Goal
Retype all of the data. Every line must match exactly.

[Begin Records for this exercise]

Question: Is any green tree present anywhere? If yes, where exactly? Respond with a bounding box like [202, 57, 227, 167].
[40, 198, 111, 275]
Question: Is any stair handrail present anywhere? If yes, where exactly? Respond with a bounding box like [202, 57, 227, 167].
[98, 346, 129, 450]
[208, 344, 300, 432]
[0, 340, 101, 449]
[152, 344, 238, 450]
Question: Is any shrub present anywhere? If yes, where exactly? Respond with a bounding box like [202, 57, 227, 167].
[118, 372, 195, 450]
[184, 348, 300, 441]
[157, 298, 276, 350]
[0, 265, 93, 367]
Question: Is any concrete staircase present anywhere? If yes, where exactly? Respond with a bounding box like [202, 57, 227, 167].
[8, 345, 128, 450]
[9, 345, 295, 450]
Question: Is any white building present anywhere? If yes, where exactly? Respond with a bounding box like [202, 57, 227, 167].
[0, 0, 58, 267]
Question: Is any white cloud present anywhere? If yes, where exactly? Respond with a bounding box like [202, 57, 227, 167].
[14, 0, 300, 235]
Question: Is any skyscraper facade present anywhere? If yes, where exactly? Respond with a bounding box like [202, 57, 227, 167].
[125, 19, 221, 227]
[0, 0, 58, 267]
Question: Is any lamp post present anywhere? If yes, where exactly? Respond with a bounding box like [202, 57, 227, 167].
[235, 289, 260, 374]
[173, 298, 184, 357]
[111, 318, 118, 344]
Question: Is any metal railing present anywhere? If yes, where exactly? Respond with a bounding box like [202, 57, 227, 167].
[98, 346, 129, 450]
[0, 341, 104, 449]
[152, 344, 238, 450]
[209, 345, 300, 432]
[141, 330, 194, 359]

[End Records for this exercise]

Written response
Question: Is any green tree present anywhere? If yes, where exactly? Respond with a bounding box like [202, 57, 227, 167].
[40, 198, 111, 275]
Question: Is any stair handrail present anywhere? If yes, where exactly? Respond with a bounding box like [202, 57, 227, 167].
[98, 346, 129, 450]
[208, 344, 300, 432]
[0, 340, 101, 449]
[152, 344, 238, 450]
Question: Is any shrub present anywhere? If yes, where exactly? Respond with a bounding box like [202, 57, 227, 167].
[118, 372, 195, 450]
[184, 348, 300, 441]
[157, 298, 276, 350]
[0, 265, 93, 367]
Question: Is any concrete staircase present anywhere? If yes, where exactly? Respond with a bounding box like [202, 57, 227, 167].
[8, 345, 128, 450]
[9, 345, 295, 450]
Question: Is any white building present anywhere? If yes, where exactly? Respond with a bounding box like [202, 57, 227, 167].
[0, 0, 58, 267]
Question: Is any white cloud present anywhere? If yes, where exactly? Respond with a bounding box like [202, 57, 227, 167].
[14, 0, 300, 235]
Question: Is any skyscraper facade present anywhere? If yes, where exactly? Respond with a bounding box like [202, 57, 227, 167].
[125, 19, 221, 227]
[0, 0, 58, 267]
Question: Is any lamp post present anywhere? If yes, where exactly? Respond with a bounding box like [202, 57, 227, 167].
[235, 289, 260, 374]
[173, 298, 184, 357]
[111, 318, 118, 344]
Question: Is any metal railing present anywhere? If yes, where exactly? Respond with a bounding box like [202, 57, 227, 167].
[98, 346, 129, 450]
[0, 341, 104, 449]
[152, 344, 238, 450]
[209, 345, 300, 432]
[141, 330, 194, 359]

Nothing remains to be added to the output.